EXERCISE AIM: An identical copy of the listing below is all the answer should contain.

DATA:
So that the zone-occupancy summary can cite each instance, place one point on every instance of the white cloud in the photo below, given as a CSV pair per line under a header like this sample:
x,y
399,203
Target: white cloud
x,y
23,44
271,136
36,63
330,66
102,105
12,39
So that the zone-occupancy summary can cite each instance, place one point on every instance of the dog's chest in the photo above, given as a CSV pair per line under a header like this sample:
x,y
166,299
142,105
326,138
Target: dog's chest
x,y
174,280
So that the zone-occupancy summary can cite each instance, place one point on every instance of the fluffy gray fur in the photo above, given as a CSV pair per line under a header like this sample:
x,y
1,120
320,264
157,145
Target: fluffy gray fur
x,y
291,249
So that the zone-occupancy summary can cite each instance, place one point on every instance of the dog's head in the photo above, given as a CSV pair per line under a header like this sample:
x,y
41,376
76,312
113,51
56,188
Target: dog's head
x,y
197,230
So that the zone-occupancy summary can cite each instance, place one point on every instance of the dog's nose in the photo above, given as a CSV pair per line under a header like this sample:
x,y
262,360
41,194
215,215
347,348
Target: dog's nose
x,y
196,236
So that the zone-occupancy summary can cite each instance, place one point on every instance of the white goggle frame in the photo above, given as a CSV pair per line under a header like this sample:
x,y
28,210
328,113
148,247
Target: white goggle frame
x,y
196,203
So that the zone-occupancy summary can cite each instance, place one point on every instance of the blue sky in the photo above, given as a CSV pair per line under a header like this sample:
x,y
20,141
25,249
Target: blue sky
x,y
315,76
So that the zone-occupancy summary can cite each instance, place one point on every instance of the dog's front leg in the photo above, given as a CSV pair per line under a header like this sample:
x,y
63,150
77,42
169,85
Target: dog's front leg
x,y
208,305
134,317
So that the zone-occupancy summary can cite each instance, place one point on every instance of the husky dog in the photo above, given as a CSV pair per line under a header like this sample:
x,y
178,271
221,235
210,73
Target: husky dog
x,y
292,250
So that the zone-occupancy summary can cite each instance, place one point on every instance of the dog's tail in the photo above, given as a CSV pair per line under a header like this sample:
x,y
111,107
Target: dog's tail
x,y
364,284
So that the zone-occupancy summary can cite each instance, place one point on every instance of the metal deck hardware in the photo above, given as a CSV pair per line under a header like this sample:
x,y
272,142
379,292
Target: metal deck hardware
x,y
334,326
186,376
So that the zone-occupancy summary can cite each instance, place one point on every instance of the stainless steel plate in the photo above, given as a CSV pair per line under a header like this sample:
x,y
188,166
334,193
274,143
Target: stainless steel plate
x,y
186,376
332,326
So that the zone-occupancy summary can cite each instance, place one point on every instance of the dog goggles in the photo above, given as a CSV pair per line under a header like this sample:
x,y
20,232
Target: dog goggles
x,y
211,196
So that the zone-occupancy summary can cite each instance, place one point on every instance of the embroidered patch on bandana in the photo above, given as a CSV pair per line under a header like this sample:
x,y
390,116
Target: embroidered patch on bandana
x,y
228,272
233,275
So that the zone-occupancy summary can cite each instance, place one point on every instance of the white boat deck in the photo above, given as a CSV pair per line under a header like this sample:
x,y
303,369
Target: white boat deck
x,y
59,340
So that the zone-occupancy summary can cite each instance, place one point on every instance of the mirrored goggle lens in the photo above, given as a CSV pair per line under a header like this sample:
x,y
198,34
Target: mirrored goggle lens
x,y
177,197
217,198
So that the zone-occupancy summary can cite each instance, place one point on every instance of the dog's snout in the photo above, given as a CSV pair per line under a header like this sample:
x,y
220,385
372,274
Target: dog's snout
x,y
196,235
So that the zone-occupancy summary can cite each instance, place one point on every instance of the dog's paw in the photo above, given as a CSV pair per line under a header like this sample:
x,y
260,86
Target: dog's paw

RESPONSE AREA:
So that the zone-occupancy summary can cite each instance, place one point on every instance of the white cloud in the photo below, given as a CSV pair per line under a header like this sample:
x,y
399,203
Target: white cloud
x,y
23,44
271,136
36,63
330,66
102,105
12,39
So that the zone-occupancy summary can cite each instance, place one point on every instance of the dog's chest in the photo above, given as a CSV pair per line under a header like this sample:
x,y
166,299
142,105
326,138
Target: dog's chest
x,y
174,280
So that the zone-occupancy summary can cite each instance, place one point on every instance of the fluffy gray fur in the photo above, given as a CSV pair per line under a header like this sample:
x,y
1,120
320,264
157,145
Target: fluffy gray fur
x,y
291,249
So that the zone-occupancy summary can cite each instance, place one point on every instance of the dog's head in the photo above, given as a CSV pair per line under a header like this sample:
x,y
41,376
76,312
113,51
56,188
Target: dog's head
x,y
197,230
So that the zone-occupancy summary can cite each instance, place one point on every instance of the dog's nose in the photo above, given as a CSV pair per line under a header like this sample:
x,y
262,360
41,194
215,215
347,348
Target: dog's nose
x,y
196,236
So that the zone-occupancy summary can cite each instance, place one point on every instance of the white goggle frame in the photo above, given as a CSV pair per line under a header like this sample:
x,y
28,210
328,113
148,247
Target: white goggle frame
x,y
196,203
So that the zone-occupancy summary can cite each instance, place one point on every instance of the blue sky in the photo above, given as a CSV pair per line under a header like this sample:
x,y
20,141
25,249
Target: blue sky
x,y
315,76
So that the zone-occupancy summary can cite each instance, place one point on every instance of the dog's front leg in the photo above, given as a CSV pair per line under a header like this sample:
x,y
63,150
77,42
169,85
Target: dog's front leg
x,y
208,305
134,317
So that the zone-occupancy summary can cite each instance, place one point on every instance of the husky dog in the photo above, given as a CSV pair per line under a header like this sample:
x,y
178,271
221,235
210,73
Target: husky dog
x,y
292,250
So that the zone-occupancy summary can cite each instance, place one point on every instance of the dog's tail in the photo above, given as a CSV pair per line under a header like this sample:
x,y
111,107
Target: dog's tail
x,y
364,284
So that the zone-occupancy summary can cite each instance, place one point on every instance of the metal deck hardware in the photo above, given as a CSV pair per line under a header like this sample:
x,y
272,142
379,292
Target: metal deck hardware
x,y
334,326
186,376
So that the zone-occupancy summary can cite each instance, place one point on every instance of the stainless steel plate in the photo above, given as a CSV pair per line under a header like this sample:
x,y
188,166
334,193
274,143
Target: stainless steel plate
x,y
186,376
332,326
So that the zone-occupancy summary can cite each instance, place one point on every instance of the dog goggles in the photo above, given as a CSV pair per line under a header like this sample:
x,y
20,232
Target: dog goggles
x,y
211,196
So that the zone-occupancy summary can cite each instance, place one point on every instance of the embroidered patch on bandana in the photo above, given as a CSV pair per line under a header like this sample:
x,y
390,116
Target: embroidered patch on bandana
x,y
228,272
233,275
So that the zone-occupancy summary can cite each instance, place one point on every instance of the white boat deck in the photo above, given as a CSV pair per line under a header like this sample:
x,y
303,369
Target: white boat deck
x,y
59,340
So that the zone-occupancy summary can cite each instance, place one point on every instance of the mirrored goggle lens in the photo above, given as a CSV pair per line under a header like this sample:
x,y
198,34
Target: mirrored goggle lens
x,y
177,197
217,198
So that the zone-occupancy summary can cite each instance, place one point on every instance of the dog's snout in the photo above, given as a CSV pair per line under a header like this sample:
x,y
220,385
372,274
Target: dog's snout
x,y
196,235
So that the zone-occupancy summary can cite each instance, place one point on every instance of the dog's paw in the photo above, given as a CSV pair per line under a header like this sample:
x,y
260,86
Target: dog's paw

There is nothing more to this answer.